Passage to read:
--- START ---
How LinkedIn Scaled to 350 Million Users: From Leo Monolith to 750+ Microservices
LinkedIn grew from a single monolithic Leo server handling all web requests to a complex ecosystem of over 750 independent services, employing graph databases, read replicas, caching layers, Kafka pipelines, Rest.li APIs, and multi‑data‑center deployments to support billions of daily queries.
Introduction
Josh Clemm, senior engineering manager at LinkedIn, describes how the company’s architecture evolved to handle explosive user growth.
Growth and Challenges
Since its 2003 launch, LinkedIn’s global user base grew from 2,700 in the first week to over 350 million today, serving thousands of web requests per second, with mobile traffic accounting for more than 50 %. The backend must process millions of queries each second.
Early Monolith – “Leo”
Initially LinkedIn ran a single application service called “Leo”, which contained all web servlets, business logic, and connected to a lightweight LinkedIn database.
Member Graph Service
To manage connections between members, LinkedIn built a separate graph service named “Cloud”, using Java RPC to decouple it from Leo. This service also fed data to a Lucene‑based search system.
Read‑Only Database Replicas
As traffic grew, the primary member‑information database became a bottleneck. LinkedIn introduced read‑only replica databases synchronized via an early version of Databus, offloading all read traffic and adding consistency logic between master and replicas.
Decomposing Leo – Service‑Oriented Architecture
Frequent crashes of the monolith led to a shift toward many small, stateless services. APIs and business logic were extracted into microservices, front‑end servers were added to render HTML, and a middle‑layer provided data‑model APIs. By 2010 there were over 150 services; today the count exceeds 750.
Caching Layers
To reduce load, LinkedIn added intermediate caches such as Memcache, Couchbase, and Voldemort for pre‑computation. Over time, many caches were removed, leaving only caches close to the data store to maintain low latency and horizontal scalability.
--- END ---
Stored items
--- START ---
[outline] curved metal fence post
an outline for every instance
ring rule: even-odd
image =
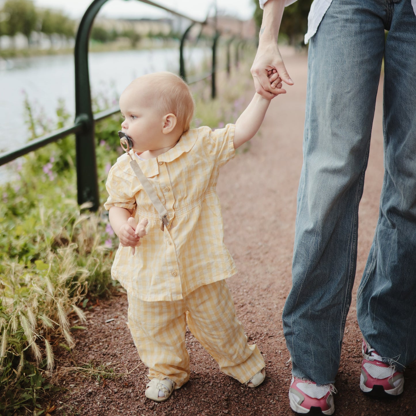
[[[94,0],[79,23],[74,50],[75,72],[75,123],[83,128],[75,134],[78,203],[91,202],[92,210],[99,206],[94,119],[88,72],[89,32],[96,15],[107,0]]]
[[[217,42],[220,37],[220,32],[218,31],[215,32],[214,40],[212,42],[212,69],[211,72],[211,97],[215,98],[217,95],[217,89],[215,84],[215,72],[217,69]]]
[[[185,60],[183,59],[183,47],[185,46],[185,41],[186,40],[186,37],[188,36],[189,31],[192,28],[192,27],[195,24],[196,22],[193,22],[189,25],[188,28],[183,32],[182,38],[181,39],[181,45],[179,46],[179,75],[183,79],[183,80],[186,82],[186,75],[185,72]]]
[[[234,37],[233,36],[227,42],[227,74],[229,76],[230,73],[231,72],[231,56],[230,53],[230,47],[233,41],[234,40]]]

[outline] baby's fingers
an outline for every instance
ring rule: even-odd
[[[279,76],[279,74],[277,72],[273,72],[272,74],[271,74],[269,76],[269,79],[270,82],[272,82],[274,81],[276,81],[279,79],[279,82],[282,81],[280,77]]]

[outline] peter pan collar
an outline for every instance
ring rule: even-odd
[[[151,178],[159,173],[159,163],[168,163],[177,159],[183,153],[189,151],[193,147],[198,138],[198,129],[193,129],[184,133],[178,143],[165,153],[162,153],[157,157],[146,160],[140,160],[134,158],[136,161],[144,176],[146,178]],[[117,159],[119,167],[123,172],[133,176],[136,176],[130,166],[130,157],[126,154],[122,155]]]

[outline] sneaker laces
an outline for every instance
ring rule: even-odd
[[[378,361],[383,362],[383,357],[377,353],[374,348],[367,348],[367,352],[369,355],[374,359],[377,360]]]

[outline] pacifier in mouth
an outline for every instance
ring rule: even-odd
[[[120,145],[121,146],[121,149],[129,156],[130,158],[133,160],[133,158],[130,154],[130,151],[133,149],[133,142],[131,139],[127,136],[125,133],[123,133],[121,130],[119,132],[119,137],[120,138]]]

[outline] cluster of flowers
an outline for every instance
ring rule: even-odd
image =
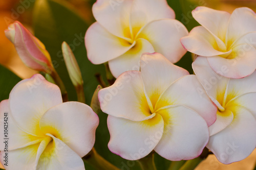
[[[95,64],[109,62],[117,78],[98,93],[109,114],[111,152],[137,160],[154,150],[179,161],[198,157],[206,147],[225,164],[250,154],[256,147],[253,11],[230,14],[199,7],[192,14],[201,26],[189,33],[165,0],[115,6],[98,0],[93,12],[97,21],[86,34],[88,57]],[[11,25],[6,35],[28,66],[54,69],[44,45],[21,23]],[[173,64],[187,51],[196,55],[195,75]],[[80,71],[70,62],[75,82]],[[93,147],[99,124],[89,106],[62,103],[58,86],[35,75],[13,88],[0,111],[1,118],[11,115],[9,154],[15,162],[7,169],[84,169],[80,158]]]

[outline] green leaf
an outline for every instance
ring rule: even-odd
[[[104,76],[102,65],[95,65],[87,57],[84,35],[89,27],[71,5],[63,1],[38,0],[34,9],[35,35],[46,45],[54,67],[67,88],[70,101],[76,101],[76,93],[69,78],[61,52],[61,43],[66,41],[74,52],[84,81],[87,104],[90,104],[99,84],[95,76],[99,73]]]
[[[0,65],[0,101],[8,99],[13,87],[21,80],[13,72]]]

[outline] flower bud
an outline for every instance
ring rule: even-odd
[[[45,45],[20,22],[16,21],[10,25],[5,33],[26,65],[36,70],[51,72],[51,57]]]
[[[67,42],[62,43],[62,50],[64,61],[73,84],[75,87],[82,85],[83,81],[79,67],[72,51]]]

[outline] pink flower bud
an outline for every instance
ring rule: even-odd
[[[45,45],[20,22],[16,21],[10,25],[5,33],[26,65],[36,70],[51,72],[51,57]]]

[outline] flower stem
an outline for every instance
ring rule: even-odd
[[[179,170],[186,161],[186,160],[184,160],[179,161],[172,161],[168,170]]]
[[[154,157],[154,153],[151,153],[147,156],[138,160],[142,170],[157,169]]]
[[[64,83],[63,83],[62,81],[60,79],[60,77],[55,69],[53,69],[52,70],[52,71],[51,71],[51,76],[52,76],[52,78],[54,80],[56,85],[59,86],[59,88],[60,89],[63,102],[68,101],[69,100],[68,98],[68,93],[67,92],[67,91],[66,90]]]
[[[87,155],[82,158],[84,161],[90,164],[95,168],[98,170],[120,170],[119,168],[111,164],[110,162],[102,158],[93,148]]]
[[[83,84],[78,84],[75,87],[77,95],[77,101],[86,103],[86,97],[84,96],[84,91],[83,90]]]
[[[105,65],[105,68],[106,70],[106,77],[108,81],[109,82],[109,85],[111,86],[115,83],[116,79],[114,77],[110,71],[110,67],[109,66],[108,63],[104,63],[104,65]]]

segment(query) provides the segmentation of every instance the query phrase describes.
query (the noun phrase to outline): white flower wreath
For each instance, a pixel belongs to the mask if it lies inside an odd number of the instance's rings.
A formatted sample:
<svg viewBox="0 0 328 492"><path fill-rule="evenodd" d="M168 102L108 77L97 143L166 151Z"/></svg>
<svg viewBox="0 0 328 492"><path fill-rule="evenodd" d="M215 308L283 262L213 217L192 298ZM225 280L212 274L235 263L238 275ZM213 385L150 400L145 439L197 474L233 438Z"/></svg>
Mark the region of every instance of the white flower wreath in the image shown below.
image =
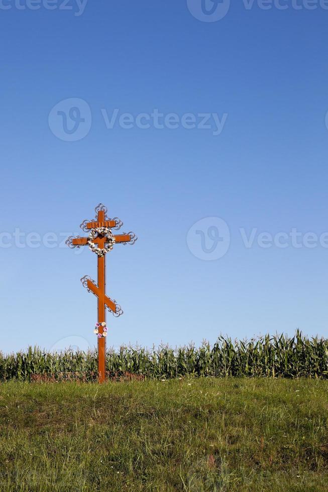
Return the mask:
<svg viewBox="0 0 328 492"><path fill-rule="evenodd" d="M97 234L104 236L107 238L104 248L98 248L93 242ZM100 257L103 256L108 251L111 251L115 242L115 237L112 233L112 231L108 227L95 227L94 229L91 229L88 237L89 249L91 250L94 253L96 253L98 256Z"/></svg>

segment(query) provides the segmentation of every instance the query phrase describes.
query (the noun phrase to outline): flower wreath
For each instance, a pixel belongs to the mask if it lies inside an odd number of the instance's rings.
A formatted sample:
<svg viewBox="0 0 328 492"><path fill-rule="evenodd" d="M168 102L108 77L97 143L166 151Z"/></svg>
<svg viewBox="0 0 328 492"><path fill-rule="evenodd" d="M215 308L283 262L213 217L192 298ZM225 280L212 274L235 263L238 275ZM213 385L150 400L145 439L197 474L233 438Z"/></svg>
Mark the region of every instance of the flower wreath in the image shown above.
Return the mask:
<svg viewBox="0 0 328 492"><path fill-rule="evenodd" d="M104 248L98 248L93 242L97 234L100 234L107 238L107 242L105 244ZM112 233L112 231L108 227L95 227L94 229L91 229L88 237L89 249L91 250L94 253L96 253L98 256L100 257L103 256L108 251L111 251L115 242L115 236Z"/></svg>
<svg viewBox="0 0 328 492"><path fill-rule="evenodd" d="M99 333L99 328L100 326L102 326L103 328L102 333ZM103 321L102 323L96 323L95 328L93 330L93 333L95 333L98 338L102 338L103 336L107 336L107 328L104 321Z"/></svg>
--- END ---
Exercise:
Say whether each statement agrees with the article on LinkedIn's architecture, answering yes or no and quoting the deciding words of the article. 1. LinkedIn's member graph service was called "Cloud." 2. LinkedIn had more than 750 services by 2010. 3. Read-only replica databases were kept in sync through an early version of Databus. The stored items are separate material from the LinkedIn article.

Expected output:
1. Yes: "LinkedIn built a separate graph service named “Cloud”"
2. No: "By 2010 there were over 150 services; today the count exceeds 750."
3. Yes: "LinkedIn introduced read‑only replica databases synchronized via an early version of Databus"